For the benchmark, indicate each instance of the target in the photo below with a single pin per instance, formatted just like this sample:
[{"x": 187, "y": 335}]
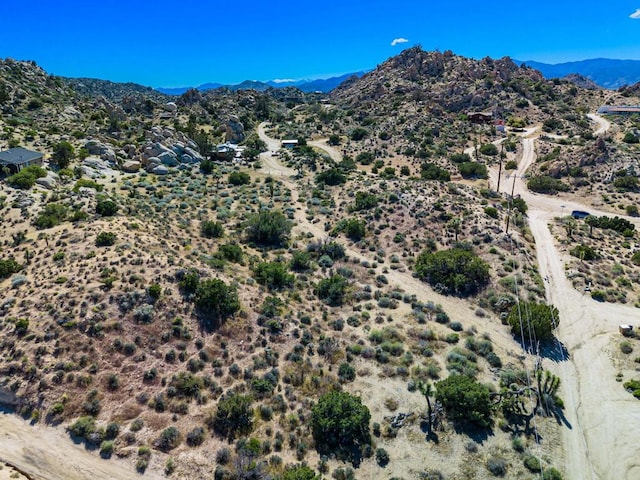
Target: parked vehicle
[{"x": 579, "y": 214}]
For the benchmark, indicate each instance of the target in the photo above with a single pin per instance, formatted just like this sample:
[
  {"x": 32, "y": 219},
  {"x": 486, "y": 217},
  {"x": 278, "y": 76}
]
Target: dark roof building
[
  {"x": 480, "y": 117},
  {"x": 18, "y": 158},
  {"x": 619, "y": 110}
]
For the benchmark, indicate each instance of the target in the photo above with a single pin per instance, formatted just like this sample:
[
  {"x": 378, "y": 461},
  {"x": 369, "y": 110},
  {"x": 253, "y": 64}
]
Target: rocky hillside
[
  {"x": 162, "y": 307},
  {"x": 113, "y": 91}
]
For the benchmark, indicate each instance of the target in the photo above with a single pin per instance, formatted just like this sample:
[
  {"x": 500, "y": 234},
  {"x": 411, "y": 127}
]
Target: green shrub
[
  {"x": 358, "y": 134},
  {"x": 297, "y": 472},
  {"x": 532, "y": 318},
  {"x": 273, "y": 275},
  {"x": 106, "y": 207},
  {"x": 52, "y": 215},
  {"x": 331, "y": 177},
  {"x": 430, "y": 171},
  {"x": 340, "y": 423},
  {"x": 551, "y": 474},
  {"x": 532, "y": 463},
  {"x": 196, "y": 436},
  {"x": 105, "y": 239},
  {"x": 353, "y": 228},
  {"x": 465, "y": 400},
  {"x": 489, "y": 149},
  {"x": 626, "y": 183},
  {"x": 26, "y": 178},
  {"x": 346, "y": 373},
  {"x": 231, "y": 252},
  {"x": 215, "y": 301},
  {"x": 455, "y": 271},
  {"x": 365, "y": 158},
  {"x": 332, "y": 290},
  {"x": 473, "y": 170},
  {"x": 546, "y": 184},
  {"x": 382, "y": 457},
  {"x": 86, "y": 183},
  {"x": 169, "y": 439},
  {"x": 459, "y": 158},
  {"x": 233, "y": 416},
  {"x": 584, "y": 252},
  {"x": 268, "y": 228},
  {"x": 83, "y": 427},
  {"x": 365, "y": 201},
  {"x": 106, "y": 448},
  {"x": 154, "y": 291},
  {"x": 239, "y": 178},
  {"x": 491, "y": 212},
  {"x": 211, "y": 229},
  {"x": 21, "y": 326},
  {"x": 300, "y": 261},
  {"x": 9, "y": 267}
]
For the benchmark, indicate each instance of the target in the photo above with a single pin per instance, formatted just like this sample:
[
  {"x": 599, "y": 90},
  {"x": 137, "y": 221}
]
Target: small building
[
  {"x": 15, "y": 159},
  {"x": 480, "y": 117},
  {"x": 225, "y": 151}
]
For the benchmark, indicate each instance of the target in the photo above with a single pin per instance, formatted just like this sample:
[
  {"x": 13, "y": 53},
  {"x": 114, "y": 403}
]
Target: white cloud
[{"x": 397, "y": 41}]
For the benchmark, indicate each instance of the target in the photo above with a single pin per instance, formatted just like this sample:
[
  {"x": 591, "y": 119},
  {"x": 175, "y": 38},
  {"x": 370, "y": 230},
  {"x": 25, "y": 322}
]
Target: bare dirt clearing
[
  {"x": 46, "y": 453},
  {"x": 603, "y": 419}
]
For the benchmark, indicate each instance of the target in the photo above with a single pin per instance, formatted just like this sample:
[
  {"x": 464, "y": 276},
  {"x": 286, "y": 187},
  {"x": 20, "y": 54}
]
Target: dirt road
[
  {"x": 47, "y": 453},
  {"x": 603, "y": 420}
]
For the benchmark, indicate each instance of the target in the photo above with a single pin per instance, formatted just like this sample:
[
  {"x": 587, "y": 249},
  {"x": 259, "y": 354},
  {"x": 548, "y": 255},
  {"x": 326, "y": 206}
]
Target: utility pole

• **What you have to do**
Omitting all images, print the listing exactly.

• **Written solution**
For the benchmark, indicate each instance of the target in the photo below with a single pin per instance, formatted just like this sample:
[{"x": 187, "y": 335}]
Target: parked vehicle
[{"x": 579, "y": 214}]
For the benchmark, indicate each instance of the target in the photo above with a single pin per instance, formatted just like this sample:
[
  {"x": 32, "y": 219},
  {"x": 486, "y": 217},
  {"x": 278, "y": 76}
]
Target: dark roof building
[
  {"x": 480, "y": 117},
  {"x": 18, "y": 158},
  {"x": 619, "y": 110}
]
For the benchmark, indicate each instance of the target in the photo above with a single pin per instance, formatted just like this sample:
[
  {"x": 378, "y": 461},
  {"x": 369, "y": 110},
  {"x": 253, "y": 64}
]
Target: rocky hillside
[
  {"x": 162, "y": 307},
  {"x": 113, "y": 91}
]
For the benchmark, indicate each instance of the target in the photo above with a single pin per instance, formatted just like this sample:
[
  {"x": 500, "y": 234},
  {"x": 411, "y": 127}
]
Target: green shrub
[
  {"x": 358, "y": 134},
  {"x": 297, "y": 472},
  {"x": 532, "y": 318},
  {"x": 273, "y": 275},
  {"x": 106, "y": 207},
  {"x": 52, "y": 215},
  {"x": 331, "y": 177},
  {"x": 430, "y": 171},
  {"x": 340, "y": 423},
  {"x": 551, "y": 474},
  {"x": 532, "y": 463},
  {"x": 196, "y": 436},
  {"x": 105, "y": 239},
  {"x": 353, "y": 228},
  {"x": 465, "y": 400},
  {"x": 489, "y": 149},
  {"x": 626, "y": 183},
  {"x": 26, "y": 178},
  {"x": 346, "y": 373},
  {"x": 231, "y": 252},
  {"x": 215, "y": 301},
  {"x": 455, "y": 271},
  {"x": 365, "y": 158},
  {"x": 332, "y": 290},
  {"x": 473, "y": 170},
  {"x": 546, "y": 184},
  {"x": 382, "y": 457},
  {"x": 86, "y": 183},
  {"x": 169, "y": 439},
  {"x": 459, "y": 158},
  {"x": 233, "y": 416},
  {"x": 584, "y": 252},
  {"x": 268, "y": 228},
  {"x": 83, "y": 427},
  {"x": 365, "y": 201},
  {"x": 106, "y": 448},
  {"x": 154, "y": 291},
  {"x": 239, "y": 178},
  {"x": 491, "y": 212},
  {"x": 211, "y": 229},
  {"x": 21, "y": 326},
  {"x": 300, "y": 261},
  {"x": 9, "y": 267}
]
For the benchmark, indicate each instance of the target in the photo above with a single pin per instance, formatted just like this sample:
[
  {"x": 599, "y": 90},
  {"x": 137, "y": 221}
]
Target: small building
[
  {"x": 15, "y": 159},
  {"x": 480, "y": 117},
  {"x": 225, "y": 151}
]
For the benchmark, indicate each instance of the target in the photo above with a single pin per instance, formatted just like this sample:
[
  {"x": 13, "y": 53},
  {"x": 114, "y": 403}
]
Target: white cloud
[{"x": 397, "y": 41}]
For the benchmark, indicate each instance of the target in the photo above with a single pin per instance, formatted just like this sample:
[
  {"x": 591, "y": 119},
  {"x": 175, "y": 38},
  {"x": 370, "y": 230},
  {"x": 25, "y": 322}
]
Target: bare dirt clearing
[
  {"x": 46, "y": 453},
  {"x": 603, "y": 419}
]
For the benchmark, indicate each instance of the target in the photo above with a single pin per instance, formatted just like this sample:
[
  {"x": 464, "y": 276},
  {"x": 286, "y": 187},
  {"x": 20, "y": 54}
]
Target: dirt road
[
  {"x": 47, "y": 453},
  {"x": 603, "y": 420}
]
For the benchmark, indicate each instance of the target in the photo above with a single pin per instance, formatted just like this sample:
[
  {"x": 587, "y": 249},
  {"x": 259, "y": 354},
  {"x": 548, "y": 255},
  {"x": 326, "y": 206}
]
Target: utility pole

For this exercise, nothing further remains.